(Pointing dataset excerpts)
** Begin **

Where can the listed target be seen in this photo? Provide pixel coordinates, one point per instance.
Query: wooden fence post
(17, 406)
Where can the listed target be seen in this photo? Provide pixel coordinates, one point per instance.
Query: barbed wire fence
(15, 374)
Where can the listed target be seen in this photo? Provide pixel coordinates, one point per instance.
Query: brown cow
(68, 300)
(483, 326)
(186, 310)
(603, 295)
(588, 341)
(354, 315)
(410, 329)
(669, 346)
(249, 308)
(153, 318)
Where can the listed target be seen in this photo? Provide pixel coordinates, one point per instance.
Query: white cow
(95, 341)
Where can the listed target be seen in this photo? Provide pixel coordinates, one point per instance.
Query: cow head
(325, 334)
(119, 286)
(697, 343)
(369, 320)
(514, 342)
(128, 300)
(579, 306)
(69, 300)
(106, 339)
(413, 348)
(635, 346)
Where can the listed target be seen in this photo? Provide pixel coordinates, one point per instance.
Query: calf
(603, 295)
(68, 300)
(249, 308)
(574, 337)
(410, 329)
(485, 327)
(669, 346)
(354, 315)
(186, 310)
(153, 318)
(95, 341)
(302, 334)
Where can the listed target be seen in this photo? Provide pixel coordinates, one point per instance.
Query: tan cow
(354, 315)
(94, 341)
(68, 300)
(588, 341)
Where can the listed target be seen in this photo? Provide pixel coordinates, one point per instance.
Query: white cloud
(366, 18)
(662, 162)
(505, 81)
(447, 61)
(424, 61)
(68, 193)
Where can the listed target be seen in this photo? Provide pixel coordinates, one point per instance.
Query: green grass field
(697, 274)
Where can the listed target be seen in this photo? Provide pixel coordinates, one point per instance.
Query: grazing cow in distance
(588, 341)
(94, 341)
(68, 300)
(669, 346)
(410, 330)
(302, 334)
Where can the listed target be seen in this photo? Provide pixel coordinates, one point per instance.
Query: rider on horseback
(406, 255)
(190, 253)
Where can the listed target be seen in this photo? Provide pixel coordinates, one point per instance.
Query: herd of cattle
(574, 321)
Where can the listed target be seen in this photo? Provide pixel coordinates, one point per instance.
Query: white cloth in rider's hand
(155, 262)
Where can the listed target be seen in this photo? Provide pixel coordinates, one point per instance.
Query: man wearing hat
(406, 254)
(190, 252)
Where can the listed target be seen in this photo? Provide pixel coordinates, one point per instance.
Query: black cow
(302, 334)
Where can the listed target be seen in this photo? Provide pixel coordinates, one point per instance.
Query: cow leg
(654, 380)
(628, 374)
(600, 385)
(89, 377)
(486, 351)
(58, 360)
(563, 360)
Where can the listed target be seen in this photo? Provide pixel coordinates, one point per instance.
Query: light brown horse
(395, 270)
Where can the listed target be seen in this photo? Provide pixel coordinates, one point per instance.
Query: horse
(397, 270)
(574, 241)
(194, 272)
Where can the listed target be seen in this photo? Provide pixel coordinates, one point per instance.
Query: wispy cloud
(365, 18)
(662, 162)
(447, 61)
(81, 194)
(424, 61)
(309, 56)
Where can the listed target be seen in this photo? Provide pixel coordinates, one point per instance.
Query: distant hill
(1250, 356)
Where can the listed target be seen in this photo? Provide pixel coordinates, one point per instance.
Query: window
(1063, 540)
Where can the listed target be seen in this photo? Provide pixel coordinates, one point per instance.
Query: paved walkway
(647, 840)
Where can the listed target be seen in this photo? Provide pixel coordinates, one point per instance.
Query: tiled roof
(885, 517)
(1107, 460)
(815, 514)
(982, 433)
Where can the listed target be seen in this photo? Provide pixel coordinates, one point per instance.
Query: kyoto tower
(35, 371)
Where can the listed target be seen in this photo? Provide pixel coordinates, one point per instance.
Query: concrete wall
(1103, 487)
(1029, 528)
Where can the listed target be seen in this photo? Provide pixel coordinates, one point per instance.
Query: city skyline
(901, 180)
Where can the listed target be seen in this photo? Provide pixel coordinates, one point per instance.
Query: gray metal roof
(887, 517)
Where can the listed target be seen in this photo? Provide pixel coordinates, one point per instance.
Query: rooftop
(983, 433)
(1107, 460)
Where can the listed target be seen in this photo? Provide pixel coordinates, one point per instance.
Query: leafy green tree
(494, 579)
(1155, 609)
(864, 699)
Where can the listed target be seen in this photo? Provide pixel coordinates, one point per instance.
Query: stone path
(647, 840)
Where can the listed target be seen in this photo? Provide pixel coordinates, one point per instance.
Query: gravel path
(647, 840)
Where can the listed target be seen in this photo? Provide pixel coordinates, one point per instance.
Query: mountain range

** End **

Problem to work on - Faithfully transcribe the whole of the data.

The answer -
Where can the listed target be seen in this photo? Provide pixel coordinates, one point per instance.
Query: wooden fence post
(17, 406)
Where can the listed target be seen in this photo? Provide pixel coordinates, one point per instance.
Query: barbed wire fence
(15, 374)
Where can the listed target be seen in this photo? Provide pixel coordinates, one point per instance.
Query: brown cow
(68, 300)
(483, 326)
(186, 310)
(603, 295)
(588, 341)
(354, 315)
(410, 329)
(669, 346)
(249, 308)
(153, 318)
Where can the listed target be seen in this photo? Provide pixel coordinates, one point per instance.
Query: white cow
(95, 341)
Where can the listed target be seen in this photo? Provide pixel coordinates, one point per instance.
Query: cow head
(325, 334)
(119, 286)
(697, 343)
(369, 320)
(514, 342)
(128, 300)
(579, 306)
(69, 300)
(106, 339)
(413, 348)
(635, 346)
Where can the listed target be seen in this photo? Provide pixel coordinates, one point per instance.
Query: calf
(603, 295)
(68, 300)
(249, 308)
(574, 337)
(410, 329)
(485, 327)
(669, 346)
(354, 315)
(186, 310)
(153, 318)
(95, 341)
(302, 334)
Where can the listed target be seen in this photo? Provide pixel coordinates, one point per instance.
Query: tan cow
(354, 315)
(94, 341)
(68, 300)
(588, 341)
Where can the listed target be seen in this photo? Provide pixel coordinates, one point per instance.
Query: white cloud
(366, 18)
(662, 162)
(505, 81)
(447, 61)
(424, 61)
(68, 193)
Where can the listed target be seen in this photo? Provide pixel coordinates, one point per instance.
Query: green grass field
(697, 274)
Where can the listed target be seen in this photo? Provide pixel coordinates, one point per instance.
Query: grazing cow in distance
(588, 341)
(94, 341)
(68, 300)
(669, 346)
(410, 330)
(302, 334)
Where can the listed target be seen in this photo? Provide pixel coordinates, one point per instance.
Query: rider on horseback
(406, 255)
(190, 253)
Where can the listed target be seen in this photo? Provide pixel coordinates, one point per instance.
Query: herd of cattle
(574, 321)
Where can the listed target be seen in this photo? Provide pixel coordinates, one point per instance.
Query: white cloth in rider's hand
(155, 262)
Where can the listed target be seen in this photo? Provide pixel coordinates, one point per instance.
Query: man wearing hat
(406, 254)
(190, 252)
Where can the listed target be seen in this photo? Provide pixel coordinates, one point per instance.
Query: black cow
(302, 334)
Where can the listed target be seen in this photo? Provide pixel coordinates, one point per instance.
Query: cow leg
(654, 380)
(628, 374)
(600, 385)
(89, 377)
(486, 351)
(58, 360)
(563, 360)
Where can the listed target be seen in this photo? Provide pixel coordinates, one point per instance.
Query: light brown horse
(395, 270)
Where can the listed target be seen in this photo? Provide pixel coordinates, one point per instance.
Query: horse
(397, 270)
(574, 241)
(194, 272)
Where can the listed target be seen in this photo? Provide pixel coordinates, one point per instance.
Query: wispy cloud
(365, 18)
(662, 162)
(447, 61)
(81, 194)
(424, 61)
(309, 56)
Where can the listed target be seen in this photo? Provide pixel coordinates, one point per instance.
Query: distant hill
(1250, 356)
Where can the listed target be seen in this photo? Provide pixel coordinates, one point per instance.
Query: window
(1063, 540)
Where can the listed target be seen in this photo? Provide pixel coordinates, one point per instance.
Query: paved walkway
(647, 840)
Where can the listed target be seen in this photo? Provide pixel coordinates, one point per instance.
Query: tiled roof
(885, 517)
(1107, 460)
(815, 514)
(982, 433)
Where can the listed target be seen in this photo? Provide pixel coordinates, one point per instance.
Query: kyoto tower
(35, 371)
Where can the listed target be seen in this photo? Provide pixel coordinates, one point per instance.
Query: concrete wall
(1103, 487)
(1029, 528)
Where can the listed target be seen in this photo? Provide pixel coordinates, one point per instance.
Query: city skyline
(901, 180)
Where can the listed target be seen in this photo? Provide pixel coordinates, one point per instance.
Query: gray metal roof
(887, 517)
Where can the listed target be seen in this photo? Provide pixel coordinates, one point per instance.
Query: rooftop
(983, 433)
(1107, 460)
Where can the listed target be seen in this photo? Provide pixel coordinates, one point per instance.
Query: leafy green tree
(494, 579)
(1155, 609)
(864, 699)
Where can the listed target be seen in this photo? Provide pixel coordinates, one point per instance.
Query: stone path
(647, 840)
Where can the listed target be seen in this photo? Provide pixel coordinates, one point per instance.
Query: gravel path
(647, 840)
Where can the listed target be seen in this photo? Provide pixel coordinates, one point per instance.
Query: mountain range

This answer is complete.